### El problema
Retoma el texto sobre la campaña que presenta a Maduro como traidor del legado de Chávez y continúalo a partir de su última oración.

### Fragmento del texto

-.-.-

Está en progreso una campaña de opinión centrada en el mensaje de que el gobierno de Maduro ha traicionado el legado de Chávez. La intención es crear una matriz de opinión exculpatoria del líder fallecido y por rebote a sus principales colaboradores de  responsabilidad alguna en la crisis. Es Maduro el responsable por apartarse del ideario chavista y de su gobernanza. En otras palabras: con Chávez las cosas fueron  distintas, mejores, y continuarían siéndolo de estar al comando.

Tamaña falacia, gigantesco contrabando argumental no supera cualquier análisis más o menos serio.

-.-.-

### Datos proporcionados
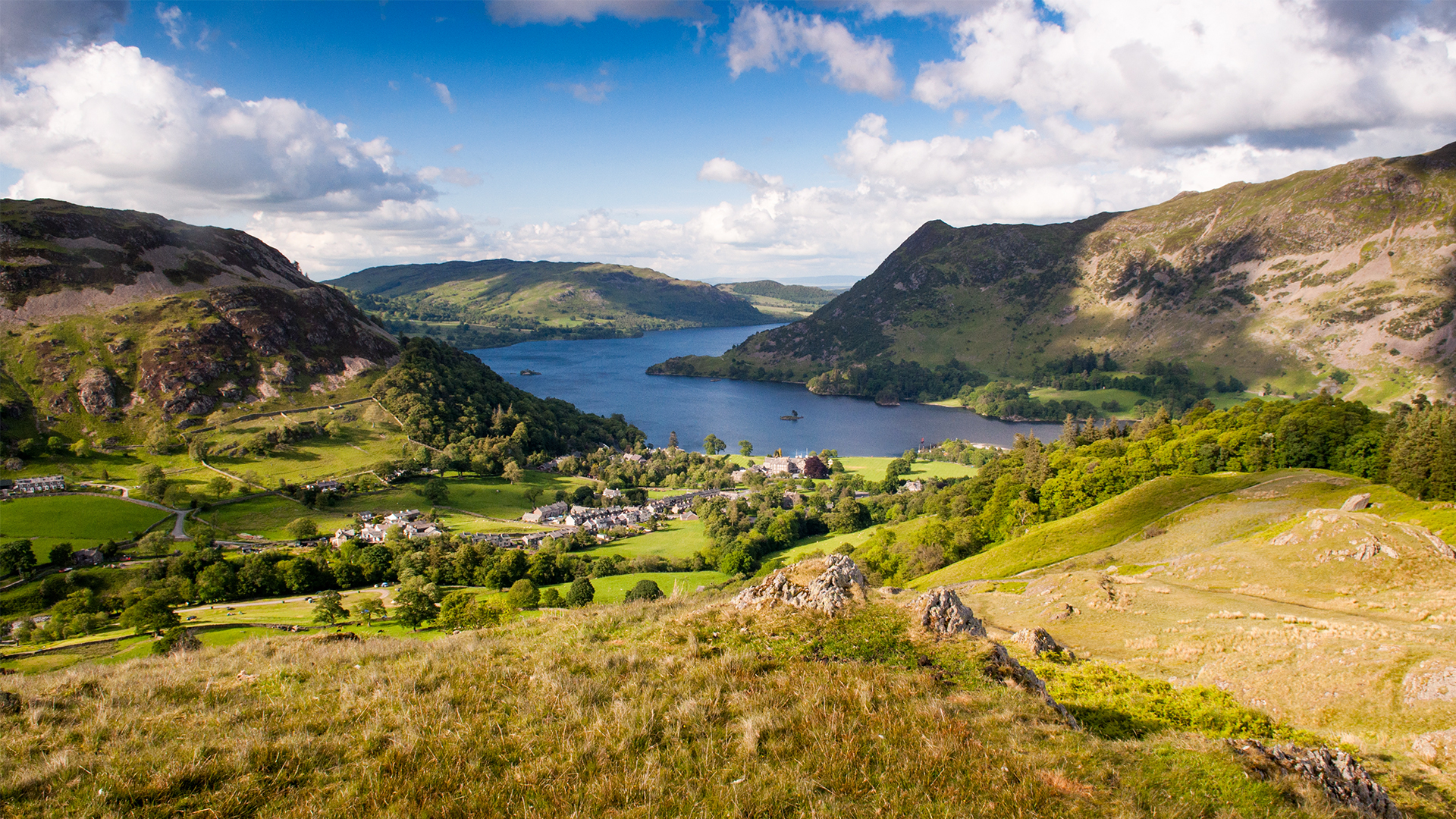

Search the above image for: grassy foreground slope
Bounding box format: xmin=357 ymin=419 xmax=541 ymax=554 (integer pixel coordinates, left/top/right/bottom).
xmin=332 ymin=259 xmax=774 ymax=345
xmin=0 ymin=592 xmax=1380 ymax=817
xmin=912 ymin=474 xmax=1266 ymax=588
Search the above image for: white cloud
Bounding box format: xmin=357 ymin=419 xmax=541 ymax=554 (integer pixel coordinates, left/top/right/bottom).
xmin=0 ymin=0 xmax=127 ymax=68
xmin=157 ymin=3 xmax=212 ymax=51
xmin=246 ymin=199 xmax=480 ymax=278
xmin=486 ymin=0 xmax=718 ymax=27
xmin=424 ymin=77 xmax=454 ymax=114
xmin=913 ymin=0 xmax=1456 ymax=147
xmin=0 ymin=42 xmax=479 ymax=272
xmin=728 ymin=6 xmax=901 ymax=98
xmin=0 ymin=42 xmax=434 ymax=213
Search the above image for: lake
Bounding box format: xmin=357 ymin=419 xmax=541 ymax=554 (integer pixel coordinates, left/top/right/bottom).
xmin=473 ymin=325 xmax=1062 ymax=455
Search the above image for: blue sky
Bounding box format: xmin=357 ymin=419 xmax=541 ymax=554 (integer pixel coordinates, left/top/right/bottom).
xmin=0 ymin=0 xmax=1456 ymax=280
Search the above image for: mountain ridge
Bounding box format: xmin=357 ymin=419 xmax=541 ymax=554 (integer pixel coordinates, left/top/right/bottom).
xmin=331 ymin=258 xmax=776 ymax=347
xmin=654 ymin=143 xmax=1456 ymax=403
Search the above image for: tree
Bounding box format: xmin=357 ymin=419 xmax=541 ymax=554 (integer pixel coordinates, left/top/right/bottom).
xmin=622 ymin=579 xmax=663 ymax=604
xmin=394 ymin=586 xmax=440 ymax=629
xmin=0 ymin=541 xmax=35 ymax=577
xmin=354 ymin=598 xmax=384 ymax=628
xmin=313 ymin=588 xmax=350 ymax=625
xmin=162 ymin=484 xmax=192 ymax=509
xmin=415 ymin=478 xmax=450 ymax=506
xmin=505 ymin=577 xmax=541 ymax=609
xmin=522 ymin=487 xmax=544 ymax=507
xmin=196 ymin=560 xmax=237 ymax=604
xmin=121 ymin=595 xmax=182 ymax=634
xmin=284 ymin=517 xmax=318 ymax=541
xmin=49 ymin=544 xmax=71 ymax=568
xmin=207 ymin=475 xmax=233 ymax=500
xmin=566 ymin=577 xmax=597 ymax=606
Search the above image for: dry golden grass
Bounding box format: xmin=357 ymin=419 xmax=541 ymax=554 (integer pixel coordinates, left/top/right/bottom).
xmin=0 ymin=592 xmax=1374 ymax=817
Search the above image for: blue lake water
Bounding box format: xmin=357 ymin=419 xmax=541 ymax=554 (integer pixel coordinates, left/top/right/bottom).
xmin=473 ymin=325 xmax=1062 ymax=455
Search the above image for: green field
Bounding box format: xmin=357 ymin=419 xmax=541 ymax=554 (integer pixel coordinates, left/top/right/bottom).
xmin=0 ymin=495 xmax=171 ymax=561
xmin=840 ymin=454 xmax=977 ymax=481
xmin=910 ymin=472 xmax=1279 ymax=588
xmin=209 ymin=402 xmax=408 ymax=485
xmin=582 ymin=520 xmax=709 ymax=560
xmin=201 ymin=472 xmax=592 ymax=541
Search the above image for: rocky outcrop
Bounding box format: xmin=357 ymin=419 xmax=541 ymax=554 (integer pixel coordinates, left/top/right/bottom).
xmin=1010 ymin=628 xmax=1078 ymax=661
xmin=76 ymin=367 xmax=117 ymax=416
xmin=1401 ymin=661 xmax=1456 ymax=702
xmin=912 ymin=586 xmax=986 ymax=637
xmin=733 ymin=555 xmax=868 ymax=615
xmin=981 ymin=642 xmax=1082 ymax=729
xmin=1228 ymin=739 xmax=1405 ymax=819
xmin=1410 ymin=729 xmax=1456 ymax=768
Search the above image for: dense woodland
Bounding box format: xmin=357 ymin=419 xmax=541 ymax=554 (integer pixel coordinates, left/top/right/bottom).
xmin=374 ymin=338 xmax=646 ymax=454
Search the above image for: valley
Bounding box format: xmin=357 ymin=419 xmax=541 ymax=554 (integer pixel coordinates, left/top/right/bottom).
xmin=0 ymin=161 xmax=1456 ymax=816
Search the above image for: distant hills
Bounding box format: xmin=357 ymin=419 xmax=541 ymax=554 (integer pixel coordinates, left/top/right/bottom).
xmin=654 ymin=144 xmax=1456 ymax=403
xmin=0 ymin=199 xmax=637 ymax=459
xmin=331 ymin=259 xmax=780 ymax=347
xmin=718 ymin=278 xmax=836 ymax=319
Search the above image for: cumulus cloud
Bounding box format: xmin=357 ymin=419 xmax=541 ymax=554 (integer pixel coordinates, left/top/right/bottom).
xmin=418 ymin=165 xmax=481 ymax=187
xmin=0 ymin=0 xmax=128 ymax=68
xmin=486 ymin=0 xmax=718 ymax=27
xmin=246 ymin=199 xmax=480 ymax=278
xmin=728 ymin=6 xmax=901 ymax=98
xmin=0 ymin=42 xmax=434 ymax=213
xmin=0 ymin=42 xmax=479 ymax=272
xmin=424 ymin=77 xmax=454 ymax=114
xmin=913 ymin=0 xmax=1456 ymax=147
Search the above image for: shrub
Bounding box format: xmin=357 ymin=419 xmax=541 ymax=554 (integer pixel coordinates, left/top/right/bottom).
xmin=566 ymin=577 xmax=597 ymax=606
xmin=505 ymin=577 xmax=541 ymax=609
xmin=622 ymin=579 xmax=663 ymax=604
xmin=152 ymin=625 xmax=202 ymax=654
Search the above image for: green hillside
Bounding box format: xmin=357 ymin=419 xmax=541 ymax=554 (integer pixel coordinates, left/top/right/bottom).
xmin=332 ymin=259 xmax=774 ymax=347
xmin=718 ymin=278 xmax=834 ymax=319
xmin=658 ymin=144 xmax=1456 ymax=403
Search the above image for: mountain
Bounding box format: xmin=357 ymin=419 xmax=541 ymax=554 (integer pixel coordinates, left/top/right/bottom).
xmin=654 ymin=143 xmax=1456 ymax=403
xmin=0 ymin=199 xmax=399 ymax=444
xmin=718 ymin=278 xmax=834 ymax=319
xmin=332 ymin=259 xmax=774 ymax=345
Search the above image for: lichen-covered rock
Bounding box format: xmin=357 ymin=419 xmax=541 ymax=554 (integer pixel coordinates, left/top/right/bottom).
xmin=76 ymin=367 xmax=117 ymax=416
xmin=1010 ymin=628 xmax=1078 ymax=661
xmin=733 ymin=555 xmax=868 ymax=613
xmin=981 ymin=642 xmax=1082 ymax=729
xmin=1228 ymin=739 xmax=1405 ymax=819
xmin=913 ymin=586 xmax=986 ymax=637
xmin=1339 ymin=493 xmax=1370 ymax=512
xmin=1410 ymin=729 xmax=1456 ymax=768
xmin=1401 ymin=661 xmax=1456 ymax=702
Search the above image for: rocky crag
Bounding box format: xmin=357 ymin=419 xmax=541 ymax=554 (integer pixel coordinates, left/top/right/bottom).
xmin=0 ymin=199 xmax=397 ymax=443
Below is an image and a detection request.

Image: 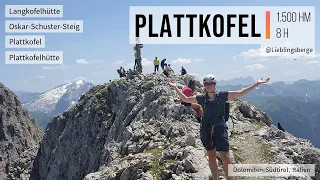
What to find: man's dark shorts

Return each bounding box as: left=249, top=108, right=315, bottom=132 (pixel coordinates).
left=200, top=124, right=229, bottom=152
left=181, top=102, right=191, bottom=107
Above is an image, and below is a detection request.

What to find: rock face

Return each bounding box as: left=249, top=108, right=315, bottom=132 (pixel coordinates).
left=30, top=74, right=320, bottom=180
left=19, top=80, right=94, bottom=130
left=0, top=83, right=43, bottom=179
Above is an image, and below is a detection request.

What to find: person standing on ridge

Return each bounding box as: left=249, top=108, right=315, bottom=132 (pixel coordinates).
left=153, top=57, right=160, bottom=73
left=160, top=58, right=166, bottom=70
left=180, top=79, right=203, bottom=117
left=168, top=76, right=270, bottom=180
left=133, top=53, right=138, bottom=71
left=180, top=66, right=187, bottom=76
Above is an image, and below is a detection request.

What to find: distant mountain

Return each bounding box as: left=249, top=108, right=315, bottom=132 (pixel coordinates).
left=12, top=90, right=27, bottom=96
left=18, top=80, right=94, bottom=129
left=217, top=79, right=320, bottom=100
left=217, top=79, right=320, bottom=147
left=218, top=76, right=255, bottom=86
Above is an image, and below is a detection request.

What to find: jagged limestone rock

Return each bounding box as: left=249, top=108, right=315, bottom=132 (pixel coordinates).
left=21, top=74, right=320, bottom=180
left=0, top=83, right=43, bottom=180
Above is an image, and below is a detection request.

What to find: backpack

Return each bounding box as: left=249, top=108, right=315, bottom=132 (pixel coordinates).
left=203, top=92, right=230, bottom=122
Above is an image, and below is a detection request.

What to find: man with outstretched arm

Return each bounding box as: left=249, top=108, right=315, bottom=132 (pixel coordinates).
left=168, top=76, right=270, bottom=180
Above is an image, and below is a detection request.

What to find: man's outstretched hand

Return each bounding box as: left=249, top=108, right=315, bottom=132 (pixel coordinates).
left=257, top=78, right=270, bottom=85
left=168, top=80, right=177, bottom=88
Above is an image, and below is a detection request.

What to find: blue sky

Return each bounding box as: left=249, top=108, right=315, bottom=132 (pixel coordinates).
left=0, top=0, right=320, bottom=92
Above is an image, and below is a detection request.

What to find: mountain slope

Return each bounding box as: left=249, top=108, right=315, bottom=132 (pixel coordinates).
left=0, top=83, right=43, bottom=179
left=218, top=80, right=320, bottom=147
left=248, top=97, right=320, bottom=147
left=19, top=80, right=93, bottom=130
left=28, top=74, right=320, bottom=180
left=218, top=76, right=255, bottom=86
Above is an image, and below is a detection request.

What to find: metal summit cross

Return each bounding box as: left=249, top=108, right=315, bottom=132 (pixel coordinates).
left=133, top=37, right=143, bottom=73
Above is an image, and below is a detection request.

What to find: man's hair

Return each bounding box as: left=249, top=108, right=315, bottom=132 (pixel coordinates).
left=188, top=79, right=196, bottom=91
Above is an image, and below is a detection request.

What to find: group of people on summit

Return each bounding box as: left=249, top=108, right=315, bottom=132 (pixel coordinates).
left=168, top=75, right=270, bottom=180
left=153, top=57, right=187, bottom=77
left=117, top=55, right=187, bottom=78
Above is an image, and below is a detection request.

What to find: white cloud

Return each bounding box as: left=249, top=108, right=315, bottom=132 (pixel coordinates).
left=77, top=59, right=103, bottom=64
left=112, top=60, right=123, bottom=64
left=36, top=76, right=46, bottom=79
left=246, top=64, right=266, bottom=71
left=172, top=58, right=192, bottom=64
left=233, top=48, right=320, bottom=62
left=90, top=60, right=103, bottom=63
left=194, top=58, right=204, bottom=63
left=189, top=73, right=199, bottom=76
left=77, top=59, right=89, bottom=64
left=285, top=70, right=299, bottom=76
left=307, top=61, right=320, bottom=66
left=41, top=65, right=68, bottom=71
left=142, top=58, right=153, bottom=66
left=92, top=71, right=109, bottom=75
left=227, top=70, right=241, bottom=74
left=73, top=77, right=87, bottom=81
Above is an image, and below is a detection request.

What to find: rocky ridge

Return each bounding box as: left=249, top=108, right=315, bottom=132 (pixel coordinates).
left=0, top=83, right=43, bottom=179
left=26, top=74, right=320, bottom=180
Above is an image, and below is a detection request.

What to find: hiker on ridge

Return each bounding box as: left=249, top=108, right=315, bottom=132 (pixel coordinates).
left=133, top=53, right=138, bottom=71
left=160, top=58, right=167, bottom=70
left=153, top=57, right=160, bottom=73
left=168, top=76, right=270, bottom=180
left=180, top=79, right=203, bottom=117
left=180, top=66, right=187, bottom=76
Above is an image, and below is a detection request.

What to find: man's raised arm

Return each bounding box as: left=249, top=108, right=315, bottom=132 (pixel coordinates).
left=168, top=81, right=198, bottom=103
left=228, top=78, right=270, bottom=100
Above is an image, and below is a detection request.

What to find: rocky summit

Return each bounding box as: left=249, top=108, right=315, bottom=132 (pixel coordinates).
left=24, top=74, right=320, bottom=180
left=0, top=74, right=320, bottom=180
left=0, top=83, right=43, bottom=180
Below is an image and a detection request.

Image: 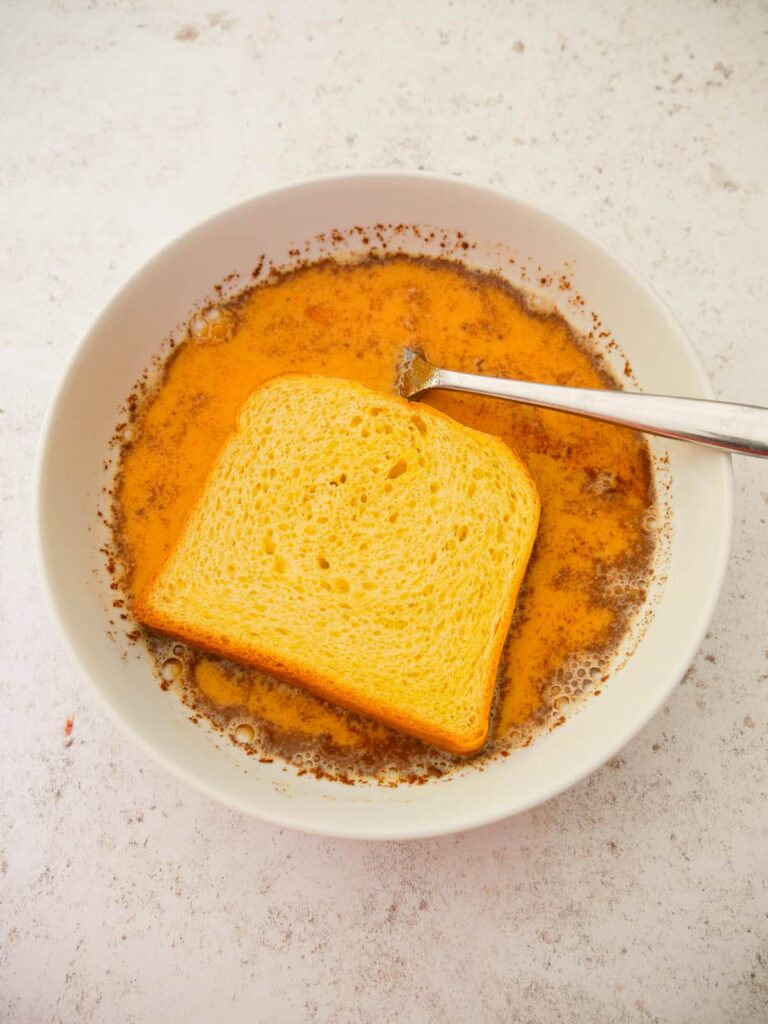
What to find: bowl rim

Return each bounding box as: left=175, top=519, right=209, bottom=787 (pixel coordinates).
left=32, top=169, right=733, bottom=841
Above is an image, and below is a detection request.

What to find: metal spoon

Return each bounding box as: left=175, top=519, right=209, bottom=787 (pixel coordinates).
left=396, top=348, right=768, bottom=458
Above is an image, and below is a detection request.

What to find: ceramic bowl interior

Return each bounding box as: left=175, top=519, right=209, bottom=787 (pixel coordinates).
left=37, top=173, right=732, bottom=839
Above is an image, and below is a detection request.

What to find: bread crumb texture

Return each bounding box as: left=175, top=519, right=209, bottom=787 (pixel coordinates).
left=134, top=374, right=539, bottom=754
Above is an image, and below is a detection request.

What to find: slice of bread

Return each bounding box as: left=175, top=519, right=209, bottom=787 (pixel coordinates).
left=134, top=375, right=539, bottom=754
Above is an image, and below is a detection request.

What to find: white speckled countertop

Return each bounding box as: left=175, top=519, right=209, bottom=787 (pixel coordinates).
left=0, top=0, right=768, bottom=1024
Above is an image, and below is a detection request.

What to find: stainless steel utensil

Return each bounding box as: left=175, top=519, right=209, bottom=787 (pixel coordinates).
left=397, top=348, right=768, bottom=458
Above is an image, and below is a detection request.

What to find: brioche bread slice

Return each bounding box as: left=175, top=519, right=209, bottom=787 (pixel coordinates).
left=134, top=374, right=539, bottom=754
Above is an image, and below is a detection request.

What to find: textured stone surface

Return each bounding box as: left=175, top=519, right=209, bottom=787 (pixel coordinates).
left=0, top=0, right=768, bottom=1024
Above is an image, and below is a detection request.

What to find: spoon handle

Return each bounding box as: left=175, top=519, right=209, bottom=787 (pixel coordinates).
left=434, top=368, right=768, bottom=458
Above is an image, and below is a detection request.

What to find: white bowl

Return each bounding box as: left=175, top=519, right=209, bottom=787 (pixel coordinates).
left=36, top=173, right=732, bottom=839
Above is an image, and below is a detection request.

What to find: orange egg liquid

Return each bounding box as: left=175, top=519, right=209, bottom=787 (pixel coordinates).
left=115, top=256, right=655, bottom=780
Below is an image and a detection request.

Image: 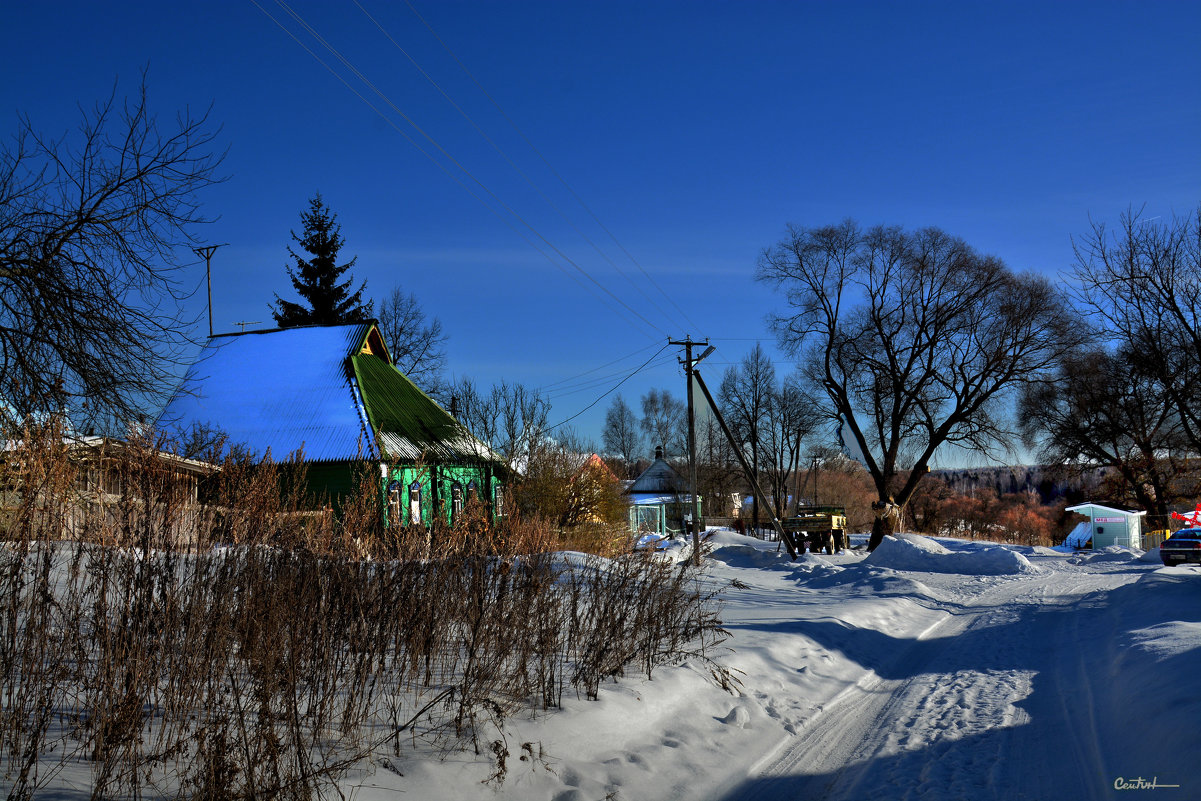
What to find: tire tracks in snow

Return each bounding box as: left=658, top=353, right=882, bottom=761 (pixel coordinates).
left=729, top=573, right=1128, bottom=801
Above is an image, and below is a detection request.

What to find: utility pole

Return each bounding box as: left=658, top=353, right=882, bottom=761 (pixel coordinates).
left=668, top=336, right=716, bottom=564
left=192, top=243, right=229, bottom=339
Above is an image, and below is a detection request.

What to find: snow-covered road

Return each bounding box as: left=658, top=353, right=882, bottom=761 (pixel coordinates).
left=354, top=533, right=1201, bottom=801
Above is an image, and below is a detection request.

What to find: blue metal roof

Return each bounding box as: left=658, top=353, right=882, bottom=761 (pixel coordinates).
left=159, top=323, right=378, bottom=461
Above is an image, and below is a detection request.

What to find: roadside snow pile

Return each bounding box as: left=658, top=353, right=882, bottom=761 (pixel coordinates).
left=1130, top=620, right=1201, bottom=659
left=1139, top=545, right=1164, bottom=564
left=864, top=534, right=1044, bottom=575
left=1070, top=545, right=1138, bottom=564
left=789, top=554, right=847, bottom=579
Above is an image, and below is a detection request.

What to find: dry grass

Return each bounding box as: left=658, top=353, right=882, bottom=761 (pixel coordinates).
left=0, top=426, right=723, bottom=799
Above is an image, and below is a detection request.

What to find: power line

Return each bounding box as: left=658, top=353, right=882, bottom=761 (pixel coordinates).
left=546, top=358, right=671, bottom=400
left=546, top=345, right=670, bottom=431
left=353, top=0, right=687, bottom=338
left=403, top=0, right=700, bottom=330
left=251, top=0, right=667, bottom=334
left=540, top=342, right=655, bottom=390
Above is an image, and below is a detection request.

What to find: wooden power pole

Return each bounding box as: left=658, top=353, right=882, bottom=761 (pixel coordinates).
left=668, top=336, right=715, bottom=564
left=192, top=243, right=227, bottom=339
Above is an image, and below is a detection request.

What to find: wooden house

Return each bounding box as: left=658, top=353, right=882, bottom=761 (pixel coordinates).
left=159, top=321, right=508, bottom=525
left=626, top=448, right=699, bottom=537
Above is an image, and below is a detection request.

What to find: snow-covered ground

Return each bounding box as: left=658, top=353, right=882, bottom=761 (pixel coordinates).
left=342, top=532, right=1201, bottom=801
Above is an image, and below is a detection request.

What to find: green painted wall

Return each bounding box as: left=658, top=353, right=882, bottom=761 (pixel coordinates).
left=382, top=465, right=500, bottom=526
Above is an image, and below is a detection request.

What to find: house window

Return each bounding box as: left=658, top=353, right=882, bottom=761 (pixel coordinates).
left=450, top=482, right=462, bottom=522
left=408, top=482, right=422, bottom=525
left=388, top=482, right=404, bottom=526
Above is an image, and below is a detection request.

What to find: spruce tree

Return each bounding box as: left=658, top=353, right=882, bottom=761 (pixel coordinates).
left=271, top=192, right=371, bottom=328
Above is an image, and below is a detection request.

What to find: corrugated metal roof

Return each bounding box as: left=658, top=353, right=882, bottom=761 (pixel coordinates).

-.-.-

### Respuesta
Los portavoces de esa campaña son en su mayoría connotados exintegrantes de la nomenclatura roja con responsabilidades de gobierno a nivel ministerial en tiempos de Chávez, en los cuales se cometieron toda clase de desatinos en la gestión de gobierno; no me refiero a simples errores administrativos o de gestión (que abundaron), sino a decisiones estratégicas de consecuencias nefastas y perdurables. El personaje emblemático de la operación es Rafael Ramírez, quien en declaraciones aparecidas en el diario español ABC del domingo 28 de febrero de 2021 afirma sin rubor alguno: “Si Chávez estuviera vivo Maduro iría preso”. Por cierto, es insólito que ese señor ande tan campante por Europa a pesar del latrocinio cometido contra Pdvsa cuando la presidió.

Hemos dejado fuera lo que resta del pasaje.